Ainsi, cette équipe finno-suédoise a décidé de se repencher sur les facteurs de risque d’hospitalisation pour bronchiolite grave, et de développer un algorithme prédictif utilisable en pratique clinique.
Pour ce faire, les chercheurs se sont appuyés sur les registres nationaux de santé de Finlande et de Suède. Plus précisément, les données concernant la première année de vie de 2,71 millions de nourrissons nés entre 1997 et 2020 en Finlande ou entre 2006 et 2020 en Suède ont été analysées.
De nouveaux facteurs de risque identifiés
Résultat, l’étude confirme le poids de certains facteurs de risque déjà pointés : âge au pic épidémique, présence d’autres enfants de moins de 4 ans dans la fratrie, prématurité. « Par exemple, les enfants âgés de 2 mois au pic épidémique présentaient un risque 5,3 fois plus élevé d'hospitalisation pour le VRS que ceux âgés de 11 mois au moment du pic », illustrent les auteurs.

+ + + + + + +

→ **CONSIGNE**
D'après le texte sur la bronchiolite, sur combien de nourrissons portaient les données analysées par les chercheurs ?

→ **DONNÉES À ANALYSER**

+ + + + + + +

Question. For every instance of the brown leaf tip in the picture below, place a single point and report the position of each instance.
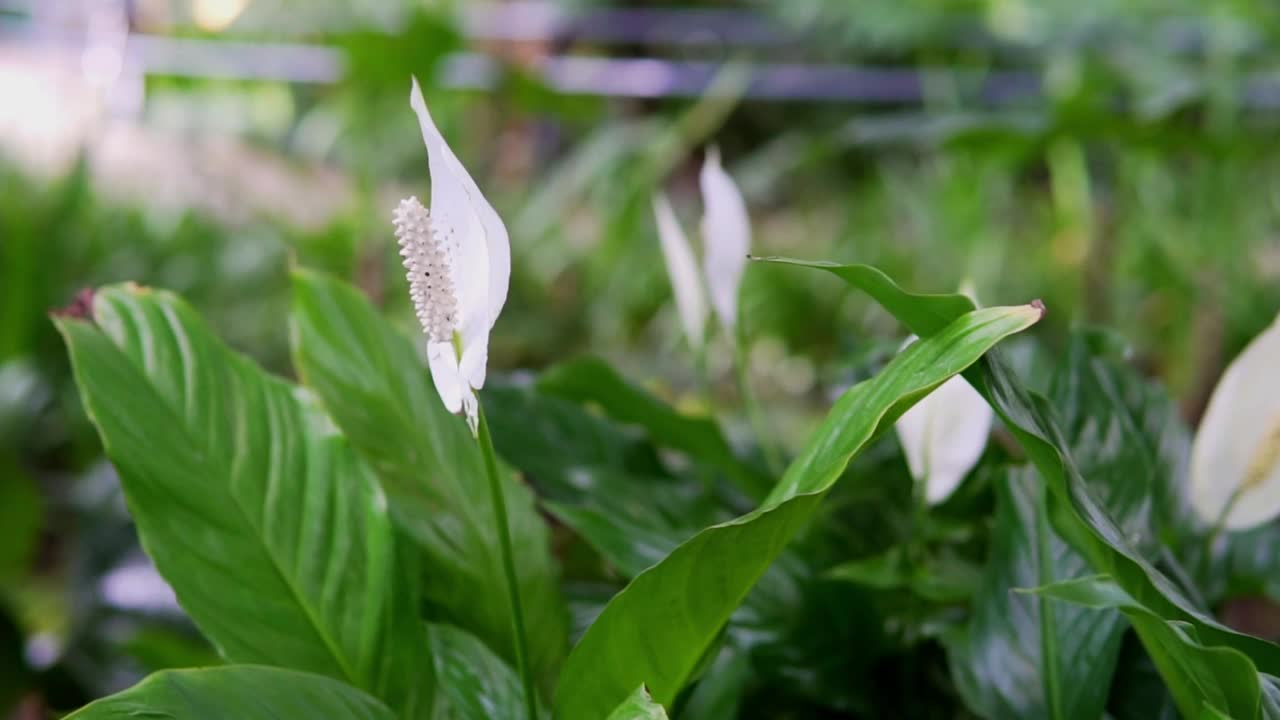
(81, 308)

+ + + + + + +

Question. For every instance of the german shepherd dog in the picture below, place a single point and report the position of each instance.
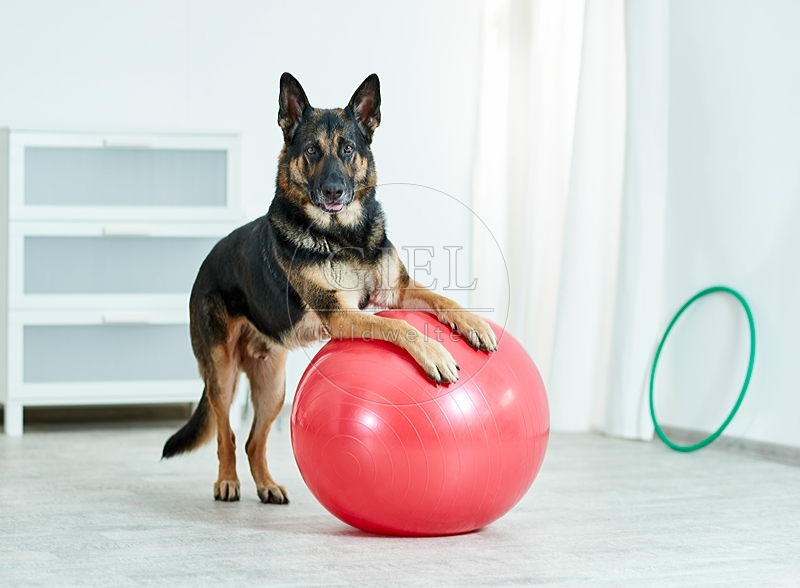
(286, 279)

+ + + + + + +

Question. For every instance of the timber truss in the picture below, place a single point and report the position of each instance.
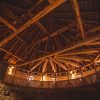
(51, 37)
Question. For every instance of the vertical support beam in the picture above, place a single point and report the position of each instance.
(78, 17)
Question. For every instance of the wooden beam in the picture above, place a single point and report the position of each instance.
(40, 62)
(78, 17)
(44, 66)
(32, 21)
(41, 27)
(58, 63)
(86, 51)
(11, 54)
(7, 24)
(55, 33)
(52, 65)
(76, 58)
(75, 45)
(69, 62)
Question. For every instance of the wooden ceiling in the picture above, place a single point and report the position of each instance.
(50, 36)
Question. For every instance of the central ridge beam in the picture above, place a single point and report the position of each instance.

+ + + + + + +

→ **RÉPONSE**
Sur 2,71 millions de nourrissons.